Natural language region descriptions:

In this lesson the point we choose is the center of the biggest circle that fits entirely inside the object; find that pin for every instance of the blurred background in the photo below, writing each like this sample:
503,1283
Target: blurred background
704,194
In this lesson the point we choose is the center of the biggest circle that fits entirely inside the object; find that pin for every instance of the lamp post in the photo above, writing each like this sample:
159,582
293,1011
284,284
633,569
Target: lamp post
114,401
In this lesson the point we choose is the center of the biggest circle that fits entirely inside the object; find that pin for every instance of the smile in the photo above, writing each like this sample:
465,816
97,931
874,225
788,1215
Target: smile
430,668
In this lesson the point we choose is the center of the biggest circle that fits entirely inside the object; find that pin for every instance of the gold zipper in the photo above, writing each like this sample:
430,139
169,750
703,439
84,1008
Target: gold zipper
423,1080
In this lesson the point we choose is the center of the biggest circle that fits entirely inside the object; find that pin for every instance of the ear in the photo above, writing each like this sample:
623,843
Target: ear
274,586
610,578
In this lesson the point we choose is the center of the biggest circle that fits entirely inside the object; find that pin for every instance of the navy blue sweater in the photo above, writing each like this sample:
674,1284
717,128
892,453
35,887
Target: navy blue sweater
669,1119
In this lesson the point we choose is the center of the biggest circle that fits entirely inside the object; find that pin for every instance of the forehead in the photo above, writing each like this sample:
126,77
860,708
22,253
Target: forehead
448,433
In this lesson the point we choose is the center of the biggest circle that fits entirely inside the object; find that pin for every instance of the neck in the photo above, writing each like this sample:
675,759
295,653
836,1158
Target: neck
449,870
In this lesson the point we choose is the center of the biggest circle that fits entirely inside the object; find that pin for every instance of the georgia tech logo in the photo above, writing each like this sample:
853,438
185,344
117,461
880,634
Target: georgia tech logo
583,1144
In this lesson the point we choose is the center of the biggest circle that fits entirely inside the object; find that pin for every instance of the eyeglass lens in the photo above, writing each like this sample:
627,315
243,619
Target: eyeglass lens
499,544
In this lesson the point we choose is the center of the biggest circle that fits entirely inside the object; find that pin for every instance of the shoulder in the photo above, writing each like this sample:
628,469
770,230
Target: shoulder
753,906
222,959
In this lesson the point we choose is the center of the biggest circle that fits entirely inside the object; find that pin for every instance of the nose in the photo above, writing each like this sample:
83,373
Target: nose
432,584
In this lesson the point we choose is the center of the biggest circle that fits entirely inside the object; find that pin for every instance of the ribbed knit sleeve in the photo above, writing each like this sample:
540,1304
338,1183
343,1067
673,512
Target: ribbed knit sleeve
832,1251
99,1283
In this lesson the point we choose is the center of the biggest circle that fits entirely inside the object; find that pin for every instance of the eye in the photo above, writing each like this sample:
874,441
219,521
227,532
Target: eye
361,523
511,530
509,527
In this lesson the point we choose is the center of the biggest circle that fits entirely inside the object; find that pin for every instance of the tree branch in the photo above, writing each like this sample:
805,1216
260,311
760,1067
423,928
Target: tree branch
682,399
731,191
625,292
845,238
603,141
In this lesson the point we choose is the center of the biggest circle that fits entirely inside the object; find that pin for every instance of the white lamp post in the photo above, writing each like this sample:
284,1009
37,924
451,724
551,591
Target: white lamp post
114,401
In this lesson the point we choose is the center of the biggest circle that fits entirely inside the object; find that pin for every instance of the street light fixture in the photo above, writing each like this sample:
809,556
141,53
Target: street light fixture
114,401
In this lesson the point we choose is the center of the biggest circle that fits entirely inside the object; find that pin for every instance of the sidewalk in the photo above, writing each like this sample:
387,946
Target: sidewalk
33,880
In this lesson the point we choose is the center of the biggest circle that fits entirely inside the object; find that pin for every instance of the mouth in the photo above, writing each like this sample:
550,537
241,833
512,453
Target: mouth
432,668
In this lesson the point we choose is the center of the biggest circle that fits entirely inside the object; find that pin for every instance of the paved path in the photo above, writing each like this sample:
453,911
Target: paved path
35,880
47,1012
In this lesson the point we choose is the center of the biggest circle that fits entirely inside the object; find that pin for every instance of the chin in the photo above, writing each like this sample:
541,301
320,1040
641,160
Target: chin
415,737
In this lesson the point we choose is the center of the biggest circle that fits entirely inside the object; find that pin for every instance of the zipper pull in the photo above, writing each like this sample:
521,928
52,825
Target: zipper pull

## WORK INSTRUCTIONS
Make sure that every entry above is copied out exactly as it stands.

## SOLUTION TO THIS TASK
In this lesson the point we choose is the center of the biggest circle that fits entirely inside the object; find that pin for every instance of the blurred background in the photo below, writing each like this sample:
503,1283
Target: blurred background
704,194
In this lesson the point we choose is the center of the biggest circle that fits entirely inside the object; find that pin for every instance of the lamp post in the photo above, writing each like this sample:
159,582
293,1011
284,284
633,569
Target: lamp post
114,401
In this lesson the point we choose is the center of the biggest circle that fits entirely inside the object; find that pin for every instance of the smile in the photo above, writing each like this sample:
465,816
97,931
874,225
788,1215
Target: smile
430,668
In this lesson the point we choose is the center of the biggest circle that fits entirely inside the object; find that pin for every instance of the gold zipper in the photo above, writing each like this sample:
430,139
169,750
703,439
84,1008
Target: gold zipper
423,1080
In this lesson the point we choose is the center of the biggest circle that fits entirely inside the object; find that pin for every instance of the ear in the photo above, writing each like this sample:
623,843
Target: ear
274,586
610,578
In this lesson the point we choose is the center of the biggest circle that fits entirely inside the object; find that pin for every instance of the navy blue sweater in the photo above, writing each like this sample:
674,1284
717,128
892,453
35,887
Target: navy blue sweater
669,1119
In this lesson the point we choose is the center of the biggest circle that fits entirely inside the object; find that pin for every instance of the forehead in the photo above, writing each like this sample:
126,77
860,708
22,253
Target: forehead
448,433
In this lesson the point we choose is the center of the biggest circle that fits entirely inside the object; find that pin for every instance of the neck in the photo above, writing each like this sample:
675,759
295,653
836,1158
Target: neck
449,870
In this lesson the point we choose is the center of the biggest circle that fits entirely inside the object; find that pin for every instance of the georgia tech logo in the photo above, writing each like this sample:
853,438
185,344
117,461
880,634
Target: georgia tech logo
583,1144
In this lesson the point we choose is the center of the biggest circle that fits entirely inside the object; find that pin for every instance of the eyeglass lens in the photo above, writing each like this sample:
627,315
243,619
Target: eyeglass lens
499,544
In this lesson the point we choose is the center of the biggest circle that fits entirely inside the object; find that pin for every instance of the shoulder in the photo above, writing each like this sample:
628,469
770,230
Target: shoulder
753,906
222,959
In this lesson the point we choose is the center of the biggest circle that fits entirely inside the object; find that pin for every instance of the nose in the photo above, writing each like this sample:
83,373
Target: nose
432,584
In this lesson the point we choose is the center of the biggest circle that fits entirely inside the object; find that pin for every instance of the ribbed knit sleeve in the photo above, writing each like this sample:
540,1304
338,1183
343,1067
673,512
Target: ribbed knit sleeve
832,1251
99,1283
In this lesson the point we choose is the center of the biggest circle that fits entirely inside the object; find that pin for every instance of the eye in the photo above, writing each like this sample:
874,441
219,521
227,532
Target: eye
361,523
511,530
509,527
In this lesson the point we choose is the center of the biggest circle that fits entirely inside the object; find that pin for every instance of the tree branch in the photo above, writing each like this sample:
805,1216
260,311
760,1067
423,928
Target: tree branch
682,399
731,191
625,292
845,238
603,141
In this lesson the point we choose is the center of the biggest circle that fits entirely inside the object; find that pin for every instance of the white lamp post in the photo above, writing each like this sample:
284,1009
37,924
451,724
551,591
Target: white lamp post
114,401
In this lesson the point we choose is the center of the biggest circle that fits entirely inside the object; find that pin for every instance of the street light fixture in the photo above, writing each like this sample:
809,556
141,53
Target: street light fixture
114,401
In this lesson the point we choose is the center of the biggest circle that fits entirely inside the object; find that pin for every instance of the sidewalk in the photo above, writing each like this sample:
387,946
Target: sidewalk
33,880
In this lesson the point we choose is the center of the biggest circle that fits entirely inside the object; find that pin for every instance of the mouth in the photo above, writing each like this sample:
550,537
241,833
512,453
Target: mouth
432,668
In this lesson the point we choose is the center of the biggest circle that fits entirely inside the object; find that pin for every instance of the paved path in the photo above, writing each like this sample:
453,911
Target: paved path
35,880
47,1012
In this lesson the point we choose is the center of the biggest circle that fits entirely inside the object; find that pin for every instance of the chin in the photo above, writing each like this sample:
541,301
320,1040
641,160
Target: chin
415,737
In this lesson the point we choose is the center of the biggest circle that fits entirely inside the object; find that pin for every instance of the zipper pull in the photo above, writing each like this sample:
521,928
52,825
Target: zipper pull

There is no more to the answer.